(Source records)

========

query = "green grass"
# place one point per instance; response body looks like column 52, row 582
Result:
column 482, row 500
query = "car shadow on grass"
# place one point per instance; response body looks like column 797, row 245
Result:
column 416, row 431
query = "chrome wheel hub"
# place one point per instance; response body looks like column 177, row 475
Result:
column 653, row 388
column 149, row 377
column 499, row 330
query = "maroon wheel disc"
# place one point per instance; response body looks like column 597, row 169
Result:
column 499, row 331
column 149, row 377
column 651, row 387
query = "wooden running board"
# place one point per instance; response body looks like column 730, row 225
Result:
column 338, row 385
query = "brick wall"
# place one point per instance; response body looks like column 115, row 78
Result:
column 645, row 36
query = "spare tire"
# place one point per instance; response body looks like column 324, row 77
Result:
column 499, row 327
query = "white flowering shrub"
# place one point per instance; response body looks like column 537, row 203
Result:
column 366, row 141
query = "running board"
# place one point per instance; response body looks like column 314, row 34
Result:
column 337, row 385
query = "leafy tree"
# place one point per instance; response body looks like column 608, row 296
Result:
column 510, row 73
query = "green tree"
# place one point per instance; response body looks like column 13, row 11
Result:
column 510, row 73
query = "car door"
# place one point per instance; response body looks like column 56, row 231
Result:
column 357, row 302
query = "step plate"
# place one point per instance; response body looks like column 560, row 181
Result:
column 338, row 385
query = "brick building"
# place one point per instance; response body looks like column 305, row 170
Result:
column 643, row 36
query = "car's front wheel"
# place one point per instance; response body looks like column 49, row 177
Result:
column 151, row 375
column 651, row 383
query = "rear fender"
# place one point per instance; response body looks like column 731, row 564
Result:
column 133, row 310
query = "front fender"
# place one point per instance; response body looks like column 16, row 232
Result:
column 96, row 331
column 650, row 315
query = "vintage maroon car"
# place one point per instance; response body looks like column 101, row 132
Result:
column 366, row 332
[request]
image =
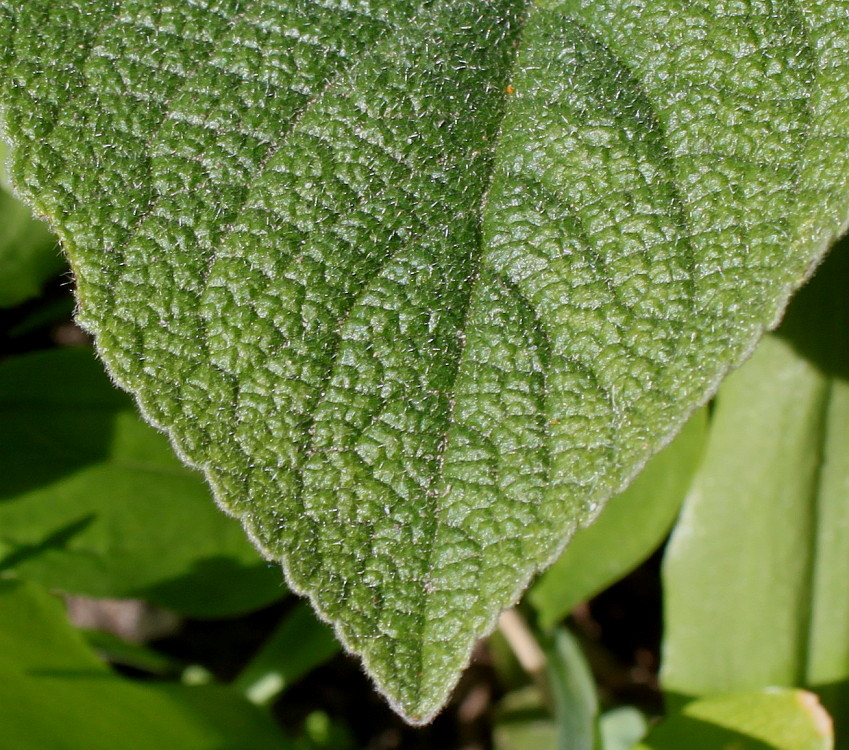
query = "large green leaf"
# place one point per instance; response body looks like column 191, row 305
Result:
column 93, row 501
column 756, row 573
column 55, row 693
column 420, row 283
column 28, row 251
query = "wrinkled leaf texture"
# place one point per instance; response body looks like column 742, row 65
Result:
column 420, row 283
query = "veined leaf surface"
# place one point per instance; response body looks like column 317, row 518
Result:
column 420, row 283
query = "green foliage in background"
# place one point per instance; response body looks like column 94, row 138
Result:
column 419, row 285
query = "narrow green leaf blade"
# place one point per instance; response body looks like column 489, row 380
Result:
column 631, row 526
column 755, row 575
column 574, row 693
column 421, row 284
column 769, row 720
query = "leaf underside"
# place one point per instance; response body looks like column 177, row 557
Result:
column 420, row 284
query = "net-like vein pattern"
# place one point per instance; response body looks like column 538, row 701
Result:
column 420, row 283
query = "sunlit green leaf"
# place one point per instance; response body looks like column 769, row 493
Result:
column 421, row 283
column 29, row 253
column 627, row 531
column 769, row 720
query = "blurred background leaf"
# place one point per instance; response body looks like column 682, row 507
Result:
column 56, row 693
column 767, row 720
column 632, row 526
column 756, row 574
column 93, row 500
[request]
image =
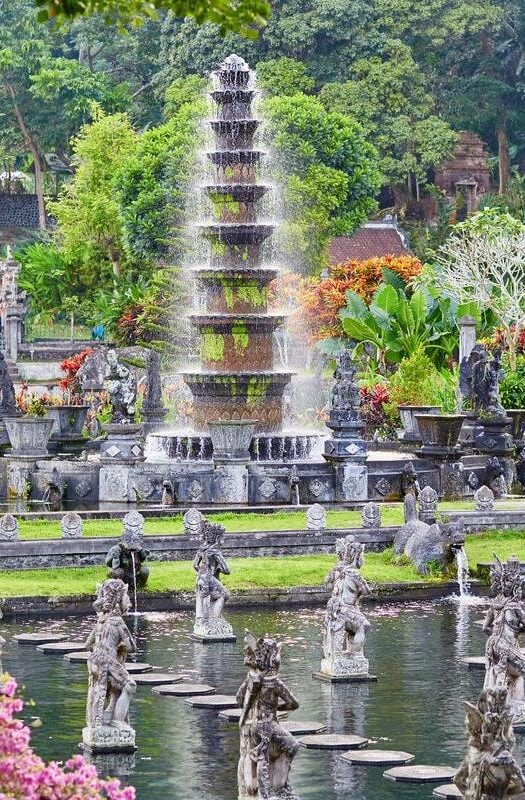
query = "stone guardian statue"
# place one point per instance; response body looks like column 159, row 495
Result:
column 266, row 748
column 110, row 686
column 345, row 625
column 209, row 563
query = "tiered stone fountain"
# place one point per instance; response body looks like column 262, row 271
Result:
column 237, row 380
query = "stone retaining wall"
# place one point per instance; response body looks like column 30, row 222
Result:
column 83, row 552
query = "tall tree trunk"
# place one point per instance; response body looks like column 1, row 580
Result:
column 503, row 158
column 37, row 160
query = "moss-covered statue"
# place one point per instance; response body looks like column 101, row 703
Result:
column 126, row 559
column 110, row 685
column 266, row 748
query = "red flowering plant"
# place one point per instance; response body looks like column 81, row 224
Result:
column 70, row 383
column 25, row 776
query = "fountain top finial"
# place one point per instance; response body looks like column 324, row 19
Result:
column 234, row 63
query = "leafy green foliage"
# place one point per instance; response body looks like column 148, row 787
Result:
column 243, row 16
column 328, row 169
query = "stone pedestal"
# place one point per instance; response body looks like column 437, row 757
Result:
column 124, row 444
column 345, row 669
column 109, row 739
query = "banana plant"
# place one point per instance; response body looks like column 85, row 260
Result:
column 396, row 324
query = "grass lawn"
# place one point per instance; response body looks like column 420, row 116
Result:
column 391, row 513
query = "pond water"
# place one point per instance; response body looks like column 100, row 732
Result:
column 189, row 754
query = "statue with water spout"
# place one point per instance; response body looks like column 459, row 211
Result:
column 110, row 686
column 209, row 563
column 345, row 625
column 504, row 622
column 266, row 748
column 489, row 770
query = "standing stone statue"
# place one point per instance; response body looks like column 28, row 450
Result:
column 480, row 376
column 121, row 385
column 71, row 525
column 209, row 563
column 9, row 528
column 504, row 622
column 126, row 559
column 489, row 770
column 266, row 748
column 345, row 625
column 316, row 518
column 110, row 685
column 371, row 515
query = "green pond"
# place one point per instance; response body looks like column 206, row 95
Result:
column 189, row 754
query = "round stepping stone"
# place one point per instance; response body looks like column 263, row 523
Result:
column 420, row 773
column 302, row 728
column 61, row 647
column 378, row 758
column 183, row 689
column 332, row 741
column 157, row 678
column 39, row 638
column 475, row 662
column 213, row 701
column 447, row 791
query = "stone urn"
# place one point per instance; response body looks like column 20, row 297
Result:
column 29, row 435
column 69, row 421
column 439, row 430
column 408, row 415
column 231, row 439
column 517, row 415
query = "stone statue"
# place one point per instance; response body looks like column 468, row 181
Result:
column 71, row 525
column 110, row 685
column 126, row 559
column 484, row 499
column 8, row 407
column 121, row 386
column 316, row 518
column 504, row 622
column 211, row 595
column 9, row 528
column 428, row 500
column 52, row 496
column 168, row 494
column 371, row 515
column 193, row 521
column 489, row 770
column 266, row 748
column 480, row 376
column 345, row 625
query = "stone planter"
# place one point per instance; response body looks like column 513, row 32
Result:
column 231, row 439
column 408, row 414
column 439, row 430
column 29, row 435
column 69, row 421
column 517, row 415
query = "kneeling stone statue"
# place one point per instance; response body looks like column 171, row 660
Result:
column 345, row 625
column 110, row 686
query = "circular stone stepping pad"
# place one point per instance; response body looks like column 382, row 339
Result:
column 303, row 728
column 420, row 773
column 475, row 662
column 39, row 638
column 183, row 689
column 447, row 791
column 332, row 741
column 378, row 758
column 157, row 678
column 213, row 701
column 61, row 647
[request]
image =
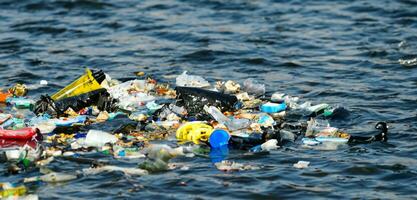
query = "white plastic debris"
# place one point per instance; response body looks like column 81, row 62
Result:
column 96, row 138
column 186, row 80
column 301, row 164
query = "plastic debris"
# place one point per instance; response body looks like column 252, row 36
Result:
column 301, row 164
column 185, row 80
column 148, row 123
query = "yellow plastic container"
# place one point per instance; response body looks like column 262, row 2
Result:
column 12, row 192
column 86, row 83
column 195, row 132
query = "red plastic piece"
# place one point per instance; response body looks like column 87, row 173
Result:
column 21, row 134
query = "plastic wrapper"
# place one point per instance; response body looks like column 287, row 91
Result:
column 194, row 100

========

## PROBLEM DESCRIPTION
Find every line in the material above that contains the string "fountain", and copy each of those lines out in full.

## RESPONSE TO THE TASK
query = "tiered stone fountain"
query = "fountain top finial"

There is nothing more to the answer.